## START DATASET ENTRIES

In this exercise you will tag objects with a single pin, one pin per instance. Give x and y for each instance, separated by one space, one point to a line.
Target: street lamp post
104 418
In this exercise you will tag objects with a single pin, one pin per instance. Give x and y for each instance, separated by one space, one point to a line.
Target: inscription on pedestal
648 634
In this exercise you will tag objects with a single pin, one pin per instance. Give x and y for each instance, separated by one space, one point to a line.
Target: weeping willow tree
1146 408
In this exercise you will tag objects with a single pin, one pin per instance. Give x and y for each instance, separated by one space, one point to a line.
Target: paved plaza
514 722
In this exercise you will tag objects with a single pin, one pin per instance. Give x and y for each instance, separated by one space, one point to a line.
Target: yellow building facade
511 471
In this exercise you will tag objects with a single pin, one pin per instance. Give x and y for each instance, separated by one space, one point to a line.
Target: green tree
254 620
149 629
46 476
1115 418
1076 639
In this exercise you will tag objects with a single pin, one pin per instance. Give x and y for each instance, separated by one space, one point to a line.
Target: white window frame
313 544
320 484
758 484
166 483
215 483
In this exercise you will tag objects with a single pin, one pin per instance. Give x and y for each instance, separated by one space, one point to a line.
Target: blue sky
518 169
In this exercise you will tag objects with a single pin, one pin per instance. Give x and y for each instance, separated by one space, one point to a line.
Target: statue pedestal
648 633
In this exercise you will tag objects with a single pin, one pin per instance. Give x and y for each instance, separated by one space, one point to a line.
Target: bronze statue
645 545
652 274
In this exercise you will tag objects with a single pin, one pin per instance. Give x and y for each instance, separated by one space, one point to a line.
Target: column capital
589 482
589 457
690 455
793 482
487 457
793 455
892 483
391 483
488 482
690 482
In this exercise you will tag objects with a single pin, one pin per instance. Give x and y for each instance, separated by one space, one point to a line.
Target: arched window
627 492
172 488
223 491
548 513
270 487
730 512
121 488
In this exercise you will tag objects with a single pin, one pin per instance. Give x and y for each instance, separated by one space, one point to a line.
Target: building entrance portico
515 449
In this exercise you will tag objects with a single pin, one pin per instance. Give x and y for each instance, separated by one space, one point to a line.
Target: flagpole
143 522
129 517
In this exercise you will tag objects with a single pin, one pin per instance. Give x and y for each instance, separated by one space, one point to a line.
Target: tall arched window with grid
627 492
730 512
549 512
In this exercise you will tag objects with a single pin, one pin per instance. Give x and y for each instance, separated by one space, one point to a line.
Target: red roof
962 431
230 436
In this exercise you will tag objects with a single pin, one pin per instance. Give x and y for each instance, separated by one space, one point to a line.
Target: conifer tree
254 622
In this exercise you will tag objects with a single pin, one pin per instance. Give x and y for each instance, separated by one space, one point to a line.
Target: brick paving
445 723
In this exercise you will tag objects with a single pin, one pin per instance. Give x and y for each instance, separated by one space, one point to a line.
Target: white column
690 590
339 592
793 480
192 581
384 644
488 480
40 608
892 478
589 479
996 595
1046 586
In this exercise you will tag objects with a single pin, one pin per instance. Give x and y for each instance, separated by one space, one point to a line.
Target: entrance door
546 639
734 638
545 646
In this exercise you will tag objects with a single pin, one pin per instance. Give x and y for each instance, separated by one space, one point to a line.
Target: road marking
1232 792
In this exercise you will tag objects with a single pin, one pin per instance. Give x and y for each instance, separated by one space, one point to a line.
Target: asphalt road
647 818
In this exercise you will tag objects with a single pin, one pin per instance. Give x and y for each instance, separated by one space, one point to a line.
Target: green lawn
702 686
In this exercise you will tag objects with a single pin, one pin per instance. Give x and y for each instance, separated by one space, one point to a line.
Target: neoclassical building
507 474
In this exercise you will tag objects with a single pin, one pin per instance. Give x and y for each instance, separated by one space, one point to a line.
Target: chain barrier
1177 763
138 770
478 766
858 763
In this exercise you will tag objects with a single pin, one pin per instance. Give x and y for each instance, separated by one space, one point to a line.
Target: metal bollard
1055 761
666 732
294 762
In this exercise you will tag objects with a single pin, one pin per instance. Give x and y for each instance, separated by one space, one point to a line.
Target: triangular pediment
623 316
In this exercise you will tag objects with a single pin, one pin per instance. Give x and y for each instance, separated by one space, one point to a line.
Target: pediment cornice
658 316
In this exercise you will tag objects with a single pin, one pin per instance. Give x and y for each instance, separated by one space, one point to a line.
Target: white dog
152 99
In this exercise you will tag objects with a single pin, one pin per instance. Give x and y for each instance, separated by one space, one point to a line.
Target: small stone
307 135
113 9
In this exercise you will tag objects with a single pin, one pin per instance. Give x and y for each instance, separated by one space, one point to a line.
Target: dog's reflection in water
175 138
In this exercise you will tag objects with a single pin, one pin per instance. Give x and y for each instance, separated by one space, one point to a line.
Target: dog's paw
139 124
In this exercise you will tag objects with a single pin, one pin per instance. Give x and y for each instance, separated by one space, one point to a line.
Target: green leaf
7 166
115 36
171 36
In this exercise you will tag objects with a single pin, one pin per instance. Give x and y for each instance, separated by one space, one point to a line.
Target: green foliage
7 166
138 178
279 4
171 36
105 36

## END DATASET ENTRIES
## START DATASET ENTRIES

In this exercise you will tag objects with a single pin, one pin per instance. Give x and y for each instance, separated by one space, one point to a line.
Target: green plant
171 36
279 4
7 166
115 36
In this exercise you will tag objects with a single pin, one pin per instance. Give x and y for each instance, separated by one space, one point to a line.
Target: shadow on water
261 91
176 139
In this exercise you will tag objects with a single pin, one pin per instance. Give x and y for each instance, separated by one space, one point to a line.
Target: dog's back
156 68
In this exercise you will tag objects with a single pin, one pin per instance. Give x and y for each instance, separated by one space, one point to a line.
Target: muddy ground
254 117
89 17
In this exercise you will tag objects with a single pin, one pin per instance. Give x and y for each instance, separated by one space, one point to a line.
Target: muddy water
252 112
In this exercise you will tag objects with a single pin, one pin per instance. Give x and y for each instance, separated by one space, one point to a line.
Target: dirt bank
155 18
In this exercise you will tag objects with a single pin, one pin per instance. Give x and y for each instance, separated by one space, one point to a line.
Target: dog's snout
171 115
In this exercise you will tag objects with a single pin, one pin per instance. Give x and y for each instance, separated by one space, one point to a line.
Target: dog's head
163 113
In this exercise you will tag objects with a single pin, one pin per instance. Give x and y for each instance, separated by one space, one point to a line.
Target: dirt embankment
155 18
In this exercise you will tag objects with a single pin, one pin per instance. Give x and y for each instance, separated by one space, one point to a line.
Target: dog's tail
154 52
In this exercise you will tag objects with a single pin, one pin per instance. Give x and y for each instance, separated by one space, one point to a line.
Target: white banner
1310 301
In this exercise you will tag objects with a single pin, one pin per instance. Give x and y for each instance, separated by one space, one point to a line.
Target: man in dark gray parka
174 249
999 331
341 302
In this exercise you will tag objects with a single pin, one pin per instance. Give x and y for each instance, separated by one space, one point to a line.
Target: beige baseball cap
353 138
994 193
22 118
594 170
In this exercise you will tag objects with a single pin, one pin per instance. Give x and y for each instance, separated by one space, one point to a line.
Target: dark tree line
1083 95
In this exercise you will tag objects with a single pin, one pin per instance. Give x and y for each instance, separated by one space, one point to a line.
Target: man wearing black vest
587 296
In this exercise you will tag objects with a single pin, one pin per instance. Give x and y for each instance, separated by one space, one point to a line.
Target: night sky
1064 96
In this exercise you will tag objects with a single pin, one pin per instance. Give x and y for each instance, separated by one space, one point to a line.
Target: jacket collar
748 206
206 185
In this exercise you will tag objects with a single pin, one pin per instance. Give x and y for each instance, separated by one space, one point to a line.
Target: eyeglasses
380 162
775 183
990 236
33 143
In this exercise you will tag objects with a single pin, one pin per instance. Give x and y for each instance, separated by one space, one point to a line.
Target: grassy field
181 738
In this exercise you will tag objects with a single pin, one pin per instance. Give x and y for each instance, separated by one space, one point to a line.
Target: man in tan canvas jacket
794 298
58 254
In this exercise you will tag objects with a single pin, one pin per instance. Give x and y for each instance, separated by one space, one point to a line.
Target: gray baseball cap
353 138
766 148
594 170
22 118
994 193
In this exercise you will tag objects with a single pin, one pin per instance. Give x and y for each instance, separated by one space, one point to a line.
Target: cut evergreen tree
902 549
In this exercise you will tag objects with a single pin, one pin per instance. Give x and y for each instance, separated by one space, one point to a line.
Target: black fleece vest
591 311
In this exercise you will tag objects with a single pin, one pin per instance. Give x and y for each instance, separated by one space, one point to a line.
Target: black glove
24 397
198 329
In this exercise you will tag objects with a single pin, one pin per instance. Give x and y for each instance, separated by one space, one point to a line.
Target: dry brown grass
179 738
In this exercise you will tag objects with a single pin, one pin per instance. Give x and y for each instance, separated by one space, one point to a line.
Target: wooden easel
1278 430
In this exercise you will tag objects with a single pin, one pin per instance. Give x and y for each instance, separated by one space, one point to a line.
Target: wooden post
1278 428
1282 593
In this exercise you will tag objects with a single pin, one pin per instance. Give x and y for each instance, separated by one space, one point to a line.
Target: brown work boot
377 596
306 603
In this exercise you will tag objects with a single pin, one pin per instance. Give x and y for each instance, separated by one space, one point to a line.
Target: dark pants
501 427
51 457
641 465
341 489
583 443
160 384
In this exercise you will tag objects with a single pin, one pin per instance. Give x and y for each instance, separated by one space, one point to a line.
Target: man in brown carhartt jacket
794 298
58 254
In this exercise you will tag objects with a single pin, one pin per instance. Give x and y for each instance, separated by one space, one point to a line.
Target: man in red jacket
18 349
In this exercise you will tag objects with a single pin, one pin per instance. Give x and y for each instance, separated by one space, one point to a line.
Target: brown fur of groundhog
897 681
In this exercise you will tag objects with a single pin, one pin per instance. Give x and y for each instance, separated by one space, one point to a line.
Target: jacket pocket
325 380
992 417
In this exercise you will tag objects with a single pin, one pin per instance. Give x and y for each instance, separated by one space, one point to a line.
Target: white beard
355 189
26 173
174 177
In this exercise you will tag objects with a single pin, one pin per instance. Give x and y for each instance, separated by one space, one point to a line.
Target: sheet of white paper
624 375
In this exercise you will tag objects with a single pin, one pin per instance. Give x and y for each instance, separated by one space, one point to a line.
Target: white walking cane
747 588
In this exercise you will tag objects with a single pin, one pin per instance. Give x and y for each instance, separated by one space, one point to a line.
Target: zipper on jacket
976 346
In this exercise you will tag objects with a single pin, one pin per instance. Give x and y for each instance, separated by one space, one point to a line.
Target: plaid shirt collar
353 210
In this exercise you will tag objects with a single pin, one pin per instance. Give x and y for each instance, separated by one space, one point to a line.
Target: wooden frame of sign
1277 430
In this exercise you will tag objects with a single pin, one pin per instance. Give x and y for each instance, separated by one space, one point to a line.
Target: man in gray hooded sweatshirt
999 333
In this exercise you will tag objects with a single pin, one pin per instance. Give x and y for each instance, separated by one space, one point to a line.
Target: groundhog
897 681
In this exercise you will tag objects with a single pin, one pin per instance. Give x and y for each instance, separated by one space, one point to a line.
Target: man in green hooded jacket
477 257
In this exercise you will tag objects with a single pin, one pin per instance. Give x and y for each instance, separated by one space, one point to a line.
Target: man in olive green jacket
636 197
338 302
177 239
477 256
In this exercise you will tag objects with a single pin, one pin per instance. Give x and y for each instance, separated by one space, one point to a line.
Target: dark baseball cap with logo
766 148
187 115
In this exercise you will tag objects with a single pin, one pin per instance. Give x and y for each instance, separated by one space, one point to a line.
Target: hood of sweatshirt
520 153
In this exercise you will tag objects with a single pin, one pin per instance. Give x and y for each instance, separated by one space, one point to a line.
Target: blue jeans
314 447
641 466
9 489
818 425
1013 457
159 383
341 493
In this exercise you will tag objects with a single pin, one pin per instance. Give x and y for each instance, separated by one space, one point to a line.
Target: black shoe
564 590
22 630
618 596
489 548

## END DATASET ENTRIES
## START DATASET ENTRIES

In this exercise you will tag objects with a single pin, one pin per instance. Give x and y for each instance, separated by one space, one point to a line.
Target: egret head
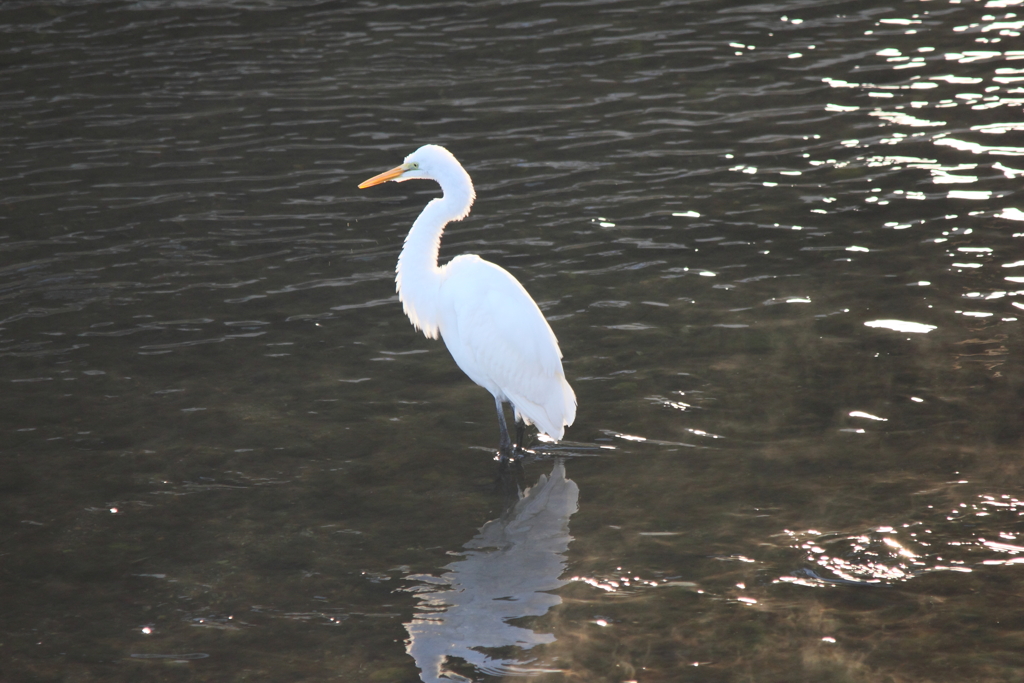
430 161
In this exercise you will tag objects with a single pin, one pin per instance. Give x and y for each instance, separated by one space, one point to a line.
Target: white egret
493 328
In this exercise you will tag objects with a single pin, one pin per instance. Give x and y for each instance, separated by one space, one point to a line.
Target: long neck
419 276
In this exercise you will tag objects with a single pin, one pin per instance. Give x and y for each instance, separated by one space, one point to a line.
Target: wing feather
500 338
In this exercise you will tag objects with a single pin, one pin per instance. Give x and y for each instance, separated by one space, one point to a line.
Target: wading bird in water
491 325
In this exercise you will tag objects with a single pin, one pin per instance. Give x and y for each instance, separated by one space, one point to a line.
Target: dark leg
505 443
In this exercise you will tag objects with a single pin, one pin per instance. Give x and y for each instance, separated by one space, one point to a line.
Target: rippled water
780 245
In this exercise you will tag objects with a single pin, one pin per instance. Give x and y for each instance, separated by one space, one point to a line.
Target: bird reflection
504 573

## END DATASET ENTRIES

Gather each line in the data above that contains the word "egret", and copy those lines out in full.

_THE OUTPUT_.
Target: egret head
Target: white egret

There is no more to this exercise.